**Written instruction**.
Put everything below from the line containing "Accessibility service: describe where the terraced" down to the line containing "[465,144,479,159]" into a two-column CSV with the headers instruction and response. Give each row its own CSV line, with its text and its answer each in one quoted field and any line breaks replaced by spaces.

**Provided material**.

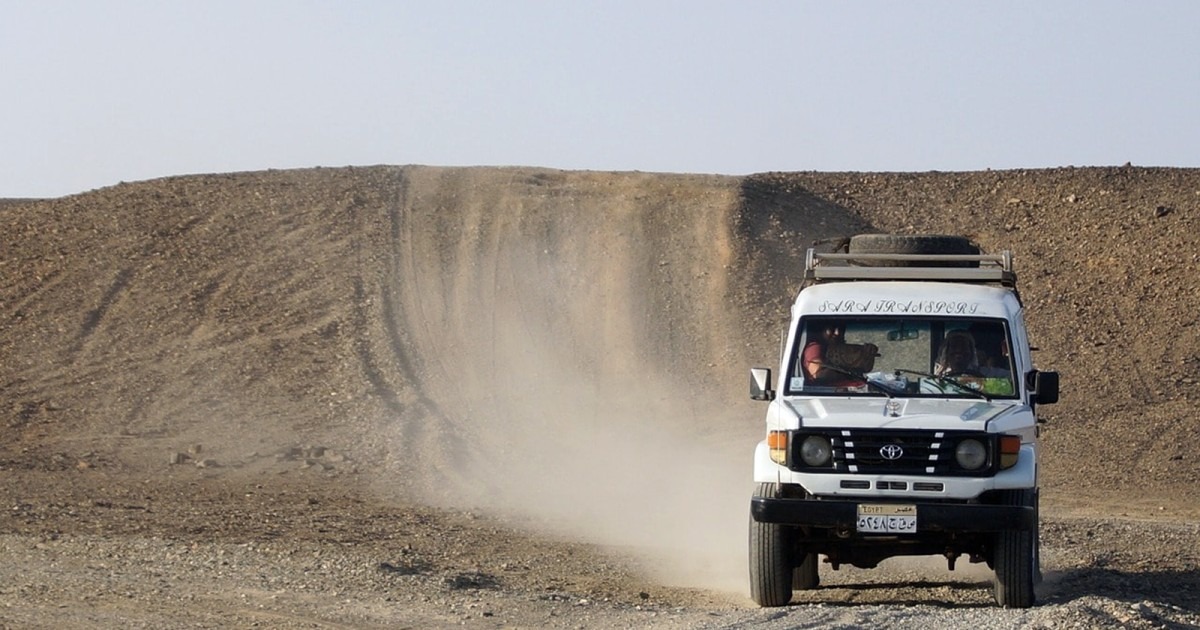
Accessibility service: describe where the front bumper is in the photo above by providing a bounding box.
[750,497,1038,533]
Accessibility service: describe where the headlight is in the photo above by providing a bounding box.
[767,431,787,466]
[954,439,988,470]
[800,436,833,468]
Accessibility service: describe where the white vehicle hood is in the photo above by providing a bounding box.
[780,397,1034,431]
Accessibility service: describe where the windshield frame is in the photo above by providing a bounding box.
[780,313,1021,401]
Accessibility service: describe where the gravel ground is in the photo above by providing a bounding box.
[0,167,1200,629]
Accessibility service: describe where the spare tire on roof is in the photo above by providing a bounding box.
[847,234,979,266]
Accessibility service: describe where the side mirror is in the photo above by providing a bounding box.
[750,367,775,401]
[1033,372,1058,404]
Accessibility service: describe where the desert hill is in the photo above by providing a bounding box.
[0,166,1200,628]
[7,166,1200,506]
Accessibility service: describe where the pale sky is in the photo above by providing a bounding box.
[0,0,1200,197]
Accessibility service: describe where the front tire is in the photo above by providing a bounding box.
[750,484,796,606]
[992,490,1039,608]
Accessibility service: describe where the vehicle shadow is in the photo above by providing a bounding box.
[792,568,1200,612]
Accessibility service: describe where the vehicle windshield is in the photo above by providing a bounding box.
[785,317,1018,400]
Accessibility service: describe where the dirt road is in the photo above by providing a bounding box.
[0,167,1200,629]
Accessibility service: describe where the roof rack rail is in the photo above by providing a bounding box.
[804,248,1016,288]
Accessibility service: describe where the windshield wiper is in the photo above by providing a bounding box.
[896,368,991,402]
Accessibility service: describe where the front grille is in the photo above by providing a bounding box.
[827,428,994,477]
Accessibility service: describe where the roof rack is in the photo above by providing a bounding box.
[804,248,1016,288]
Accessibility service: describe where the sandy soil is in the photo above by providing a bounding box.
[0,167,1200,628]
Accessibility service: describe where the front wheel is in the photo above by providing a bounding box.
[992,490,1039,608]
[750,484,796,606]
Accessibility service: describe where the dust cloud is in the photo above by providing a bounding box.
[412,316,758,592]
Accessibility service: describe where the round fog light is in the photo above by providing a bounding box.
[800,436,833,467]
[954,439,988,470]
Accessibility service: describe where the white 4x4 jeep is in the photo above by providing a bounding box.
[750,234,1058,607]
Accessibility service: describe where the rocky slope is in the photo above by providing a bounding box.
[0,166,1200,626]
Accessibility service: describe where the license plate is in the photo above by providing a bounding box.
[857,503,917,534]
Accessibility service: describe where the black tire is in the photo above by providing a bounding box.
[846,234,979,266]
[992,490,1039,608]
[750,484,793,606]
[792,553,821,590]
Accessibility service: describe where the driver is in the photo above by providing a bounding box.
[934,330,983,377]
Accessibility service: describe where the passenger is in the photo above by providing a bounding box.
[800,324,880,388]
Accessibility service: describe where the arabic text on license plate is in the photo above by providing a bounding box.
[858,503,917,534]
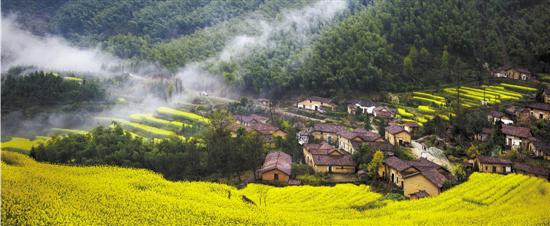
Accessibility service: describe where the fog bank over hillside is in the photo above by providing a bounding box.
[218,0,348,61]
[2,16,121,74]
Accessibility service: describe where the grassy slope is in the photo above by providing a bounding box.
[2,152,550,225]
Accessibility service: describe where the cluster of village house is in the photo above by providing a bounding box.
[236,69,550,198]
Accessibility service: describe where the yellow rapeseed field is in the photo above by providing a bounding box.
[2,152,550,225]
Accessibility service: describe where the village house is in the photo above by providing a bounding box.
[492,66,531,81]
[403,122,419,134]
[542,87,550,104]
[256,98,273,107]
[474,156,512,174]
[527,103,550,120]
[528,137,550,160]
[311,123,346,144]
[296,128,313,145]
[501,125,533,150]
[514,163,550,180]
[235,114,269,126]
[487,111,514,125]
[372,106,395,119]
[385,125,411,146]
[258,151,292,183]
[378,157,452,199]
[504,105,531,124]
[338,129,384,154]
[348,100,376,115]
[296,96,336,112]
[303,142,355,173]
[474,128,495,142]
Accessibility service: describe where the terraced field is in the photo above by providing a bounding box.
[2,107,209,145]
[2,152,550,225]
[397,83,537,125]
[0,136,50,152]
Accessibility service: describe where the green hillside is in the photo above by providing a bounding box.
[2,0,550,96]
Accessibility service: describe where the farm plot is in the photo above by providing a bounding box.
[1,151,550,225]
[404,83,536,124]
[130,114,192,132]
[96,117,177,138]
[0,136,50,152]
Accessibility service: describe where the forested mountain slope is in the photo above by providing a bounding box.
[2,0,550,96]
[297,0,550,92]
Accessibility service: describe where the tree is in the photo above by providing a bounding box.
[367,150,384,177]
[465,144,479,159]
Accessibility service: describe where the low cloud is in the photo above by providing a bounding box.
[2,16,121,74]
---
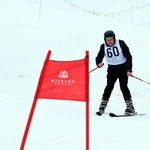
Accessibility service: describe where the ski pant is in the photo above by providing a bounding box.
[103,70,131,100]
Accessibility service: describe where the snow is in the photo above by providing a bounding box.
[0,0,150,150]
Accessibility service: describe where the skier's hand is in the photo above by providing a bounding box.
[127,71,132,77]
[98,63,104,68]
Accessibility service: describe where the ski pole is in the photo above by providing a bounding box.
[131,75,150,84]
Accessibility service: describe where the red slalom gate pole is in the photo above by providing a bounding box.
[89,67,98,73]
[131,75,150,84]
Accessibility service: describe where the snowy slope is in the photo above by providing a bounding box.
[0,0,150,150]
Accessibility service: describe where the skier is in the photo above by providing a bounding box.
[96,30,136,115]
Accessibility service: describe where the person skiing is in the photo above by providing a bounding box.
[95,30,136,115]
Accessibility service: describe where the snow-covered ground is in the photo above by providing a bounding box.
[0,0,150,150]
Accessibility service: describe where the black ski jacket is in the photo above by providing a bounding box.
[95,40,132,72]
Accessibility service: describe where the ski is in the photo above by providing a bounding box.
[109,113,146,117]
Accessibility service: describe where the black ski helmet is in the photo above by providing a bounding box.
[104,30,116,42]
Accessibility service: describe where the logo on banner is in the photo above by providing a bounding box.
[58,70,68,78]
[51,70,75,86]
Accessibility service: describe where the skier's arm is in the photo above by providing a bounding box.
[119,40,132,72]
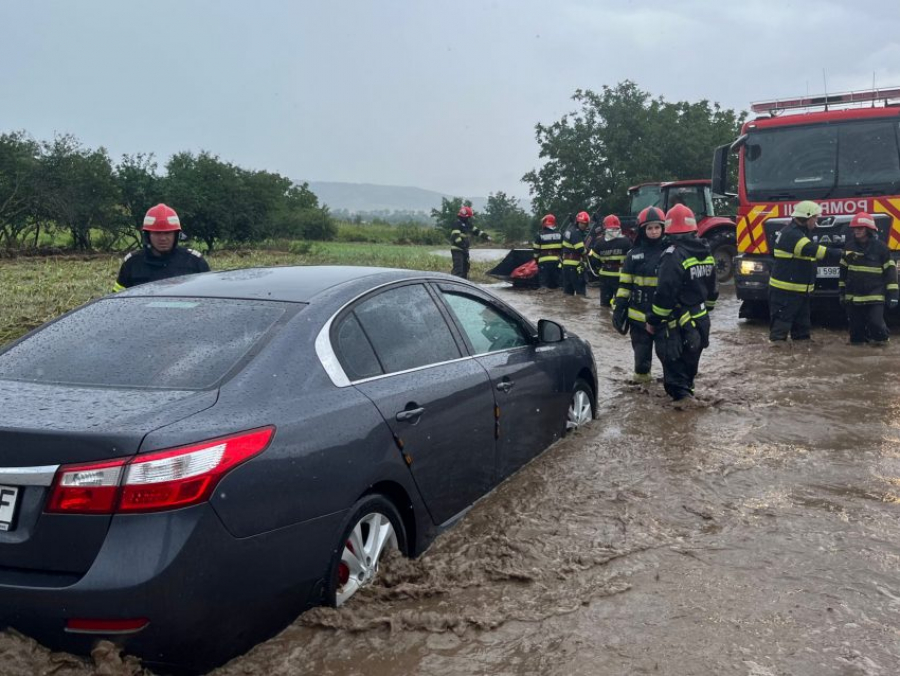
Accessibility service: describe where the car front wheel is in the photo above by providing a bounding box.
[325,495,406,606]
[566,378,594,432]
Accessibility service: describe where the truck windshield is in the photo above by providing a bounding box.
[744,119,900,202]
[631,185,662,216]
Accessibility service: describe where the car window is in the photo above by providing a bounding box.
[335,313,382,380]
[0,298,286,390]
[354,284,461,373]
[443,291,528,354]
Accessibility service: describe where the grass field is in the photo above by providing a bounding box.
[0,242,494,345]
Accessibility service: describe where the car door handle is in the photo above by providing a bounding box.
* * *
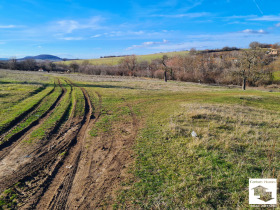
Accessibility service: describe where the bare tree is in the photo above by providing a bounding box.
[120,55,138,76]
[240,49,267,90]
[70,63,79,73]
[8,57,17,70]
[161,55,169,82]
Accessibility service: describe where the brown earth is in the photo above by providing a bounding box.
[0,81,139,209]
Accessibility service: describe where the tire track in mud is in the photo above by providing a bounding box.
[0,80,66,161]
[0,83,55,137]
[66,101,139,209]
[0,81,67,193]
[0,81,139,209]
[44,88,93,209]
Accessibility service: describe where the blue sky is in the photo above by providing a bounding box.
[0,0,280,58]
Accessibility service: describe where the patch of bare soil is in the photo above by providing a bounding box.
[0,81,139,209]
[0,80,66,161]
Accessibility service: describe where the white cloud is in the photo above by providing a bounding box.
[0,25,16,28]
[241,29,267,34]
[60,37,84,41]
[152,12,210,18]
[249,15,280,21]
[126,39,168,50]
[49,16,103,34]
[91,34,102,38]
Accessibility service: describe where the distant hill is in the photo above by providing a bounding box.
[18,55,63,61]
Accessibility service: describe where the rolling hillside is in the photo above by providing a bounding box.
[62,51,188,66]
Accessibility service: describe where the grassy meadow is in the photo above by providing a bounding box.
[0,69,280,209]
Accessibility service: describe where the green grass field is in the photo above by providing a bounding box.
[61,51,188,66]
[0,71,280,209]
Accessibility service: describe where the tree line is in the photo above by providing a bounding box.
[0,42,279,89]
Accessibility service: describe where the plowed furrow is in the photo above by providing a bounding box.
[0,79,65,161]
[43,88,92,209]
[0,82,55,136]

**Worked solution**.
instruction,response
"Accessibility service: describe where the terraced field is in the photo above by providing a bounding box.","[2,107,209,145] [2,152,550,225] [397,83,537,125] [0,136,50,152]"
"Accessibility service: describe where the green hillside is in the photo above by providing a bounding box.","[2,0,550,96]"
"Accessibility service: describe where the farm plot is in the photo above by providing a bounding box.","[1,151,550,225] [404,83,536,124] [130,114,192,132] [96,117,177,138] [0,136,50,152]"
"Accessibility service: describe where the forested mountain slope is in the photo above by providing a bounding box.","[2,0,550,96] [297,0,550,92]"
"Accessibility service: describe where the tree is in the photo above by providing a bounding box.","[367,150,384,177] [465,144,479,159]"